[Start MATERIAL TO PROCESS]

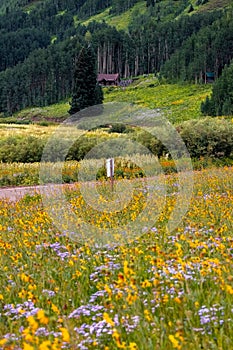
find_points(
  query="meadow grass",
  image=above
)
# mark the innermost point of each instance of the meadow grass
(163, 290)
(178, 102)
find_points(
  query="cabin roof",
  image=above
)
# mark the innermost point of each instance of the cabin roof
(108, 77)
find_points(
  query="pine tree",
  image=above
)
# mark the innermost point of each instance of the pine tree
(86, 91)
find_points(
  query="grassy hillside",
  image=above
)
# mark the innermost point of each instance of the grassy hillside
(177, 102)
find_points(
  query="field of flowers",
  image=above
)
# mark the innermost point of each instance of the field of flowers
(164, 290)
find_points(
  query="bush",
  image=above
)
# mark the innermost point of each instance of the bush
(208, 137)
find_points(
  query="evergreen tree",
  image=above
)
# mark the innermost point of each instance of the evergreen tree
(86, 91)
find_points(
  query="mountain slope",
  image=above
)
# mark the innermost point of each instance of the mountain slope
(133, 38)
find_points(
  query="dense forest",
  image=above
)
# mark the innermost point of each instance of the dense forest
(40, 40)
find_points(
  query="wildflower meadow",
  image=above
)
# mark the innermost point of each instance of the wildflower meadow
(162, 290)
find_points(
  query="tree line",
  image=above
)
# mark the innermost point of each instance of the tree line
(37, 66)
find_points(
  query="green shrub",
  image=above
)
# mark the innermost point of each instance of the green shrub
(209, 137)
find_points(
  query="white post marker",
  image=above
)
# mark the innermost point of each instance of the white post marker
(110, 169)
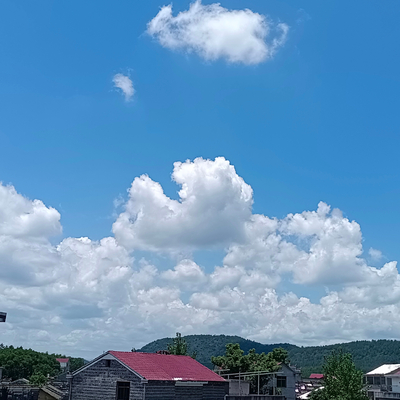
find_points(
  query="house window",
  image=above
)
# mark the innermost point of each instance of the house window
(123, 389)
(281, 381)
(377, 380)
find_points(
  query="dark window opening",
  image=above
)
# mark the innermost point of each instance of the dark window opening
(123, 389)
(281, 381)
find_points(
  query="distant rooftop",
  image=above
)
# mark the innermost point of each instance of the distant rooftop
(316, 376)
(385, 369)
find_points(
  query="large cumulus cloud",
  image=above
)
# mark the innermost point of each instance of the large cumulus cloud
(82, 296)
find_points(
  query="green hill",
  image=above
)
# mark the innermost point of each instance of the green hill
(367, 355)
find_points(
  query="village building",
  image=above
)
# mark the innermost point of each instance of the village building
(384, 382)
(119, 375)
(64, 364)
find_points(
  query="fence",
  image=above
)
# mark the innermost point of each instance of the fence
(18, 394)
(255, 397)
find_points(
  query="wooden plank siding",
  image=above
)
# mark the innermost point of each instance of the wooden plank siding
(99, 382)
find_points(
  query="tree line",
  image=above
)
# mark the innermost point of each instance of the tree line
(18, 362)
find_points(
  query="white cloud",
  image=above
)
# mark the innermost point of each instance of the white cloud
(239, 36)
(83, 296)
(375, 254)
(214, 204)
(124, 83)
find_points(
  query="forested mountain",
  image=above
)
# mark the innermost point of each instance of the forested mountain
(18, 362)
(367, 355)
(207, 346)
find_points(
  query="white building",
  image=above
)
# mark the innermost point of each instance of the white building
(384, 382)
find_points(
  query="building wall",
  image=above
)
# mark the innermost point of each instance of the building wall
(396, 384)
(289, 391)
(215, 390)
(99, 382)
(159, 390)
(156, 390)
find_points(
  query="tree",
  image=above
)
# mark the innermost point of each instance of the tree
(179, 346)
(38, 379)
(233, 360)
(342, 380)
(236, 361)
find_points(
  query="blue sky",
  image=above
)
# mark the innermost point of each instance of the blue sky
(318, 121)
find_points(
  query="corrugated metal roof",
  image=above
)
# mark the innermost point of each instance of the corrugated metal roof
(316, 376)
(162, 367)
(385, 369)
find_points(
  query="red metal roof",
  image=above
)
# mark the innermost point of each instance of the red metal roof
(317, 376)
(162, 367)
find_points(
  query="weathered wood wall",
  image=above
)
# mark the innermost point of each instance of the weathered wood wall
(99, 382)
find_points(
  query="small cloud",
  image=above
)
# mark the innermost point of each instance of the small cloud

[End MATERIAL TO PROCESS]

Leave the pictures out, and print every line of the listing exactly as written.

WORKED SOLUTION >>
find_points(
  query="meadow grass",
  image=above
)
# mark the innermost point of each instance of the meadow grass
(163, 290)
(178, 102)
find_points(
  query="cabin roof",
  image=above
)
# mark the innermost point of each instance of the cabin roof
(108, 77)
find_points(
  query="pine tree",
  image=above
)
# mark the innermost point of each instance of the pine tree
(86, 91)
find_points(
  query="grassy hillside",
  image=above
)
# mark the innermost point of each instance of the grassy hillside
(177, 102)
find_points(
  query="field of flowers",
  image=above
)
# mark the innermost point of each instance of the field of flowers
(164, 290)
find_points(
  query="bush",
  image=above
)
# mark the innermost point of each instance of the bush
(208, 137)
find_points(
  query="evergreen tree",
  image=above
)
# mark the innermost point of each instance of the evergreen tree
(86, 91)
find_points(
  query="mountain slope",
  image=above
)
# mark the innermost point of each instance of the mountain slope
(133, 38)
find_points(
  query="dense forest",
  image=above
)
# mark the innermost point of each instance of the dense forest
(40, 40)
find_points(
  query="wildflower meadow",
  image=above
)
# mark the innermost point of each instance of the wildflower meadow
(162, 290)
find_points(
  query="tree line",
  image=above
)
# mark the innermost point of each instance of the tree line
(37, 66)
find_points(
  query="green shrub",
  image=above
)
# mark the innermost point of each instance of the green shrub
(209, 137)
find_points(
  query="white post marker",
  image=above
)
# mark the innermost point of each instance of the white post marker
(110, 169)
find_points(
  query="house window",
  image=above
)
# mark the innermost point of each instance of the house window
(123, 389)
(281, 381)
(377, 380)
find_points(
  query="dark window opening",
  image=above
)
# mark the innermost point of each instance of the dark window opening
(123, 389)
(281, 381)
find_points(
  query="distant rooftop",
  image=above
)
# mark the innermost point of each instance of the distant rooftop
(316, 376)
(385, 369)
find_points(
  query="large cumulus cloud",
  image=above
)
# mark the innermost point of each instance of the large cumulus cloud
(82, 296)
find_points(
  query="green hill",
  image=above
)
# mark the innermost point of each instance of the green hill
(367, 355)
find_points(
  query="village building",
  image=above
)
# mark the innermost point of each instance of the village building
(384, 382)
(119, 375)
(64, 364)
find_points(
  query="fence",
  image=above
)
# mark the innermost point of each instance of the fence
(18, 394)
(255, 397)
find_points(
  query="wooden plank siding",
  image=above
)
# mark the innermost point of each instance of the wooden plank siding
(99, 382)
find_points(
  query="tree line",
  image=above
)
# mark the innermost point of each instance of the tree line
(18, 362)
find_points(
  query="white cloud",
  image=above
)
# mark the innermost point of each instance of the white cloud
(239, 36)
(83, 296)
(375, 254)
(214, 204)
(124, 83)
find_points(
  query="forested mountain",
  image=above
)
# mark the innermost point of each instance of the forested mountain
(18, 362)
(367, 355)
(207, 346)
find_points(
  query="white building",
  image=above
)
# mark the innermost point of each instance of the white building
(384, 382)
find_points(
  query="building wall",
  image=above
)
# mark the innermost point of each instance of the building wall
(396, 384)
(289, 391)
(215, 390)
(99, 382)
(159, 390)
(156, 390)
find_points(
  query="tree",
  image=above
)
# mark the innermost point of each instance of the tree
(179, 346)
(38, 379)
(233, 360)
(342, 380)
(236, 361)
find_points(
  query="blue sky",
  image=above
)
# mark the innermost point of each instance of the blue sky
(318, 121)
find_points(
  query="corrugated metal roof",
  image=above
)
# mark the innermost point of each instance of the corrugated metal roof
(316, 376)
(162, 367)
(385, 369)
find_points(
  query="red metal roof",
  image=above
)
# mark the innermost point of each instance of the red metal roof
(317, 376)
(162, 367)
find_points(
  query="weathered wood wall",
  image=above
)
# mark the innermost point of each instance of the weathered wood wall
(99, 382)
find_points(
  query="small cloud",
  image=above
)
# mark the innermost point of each instance of the small cloud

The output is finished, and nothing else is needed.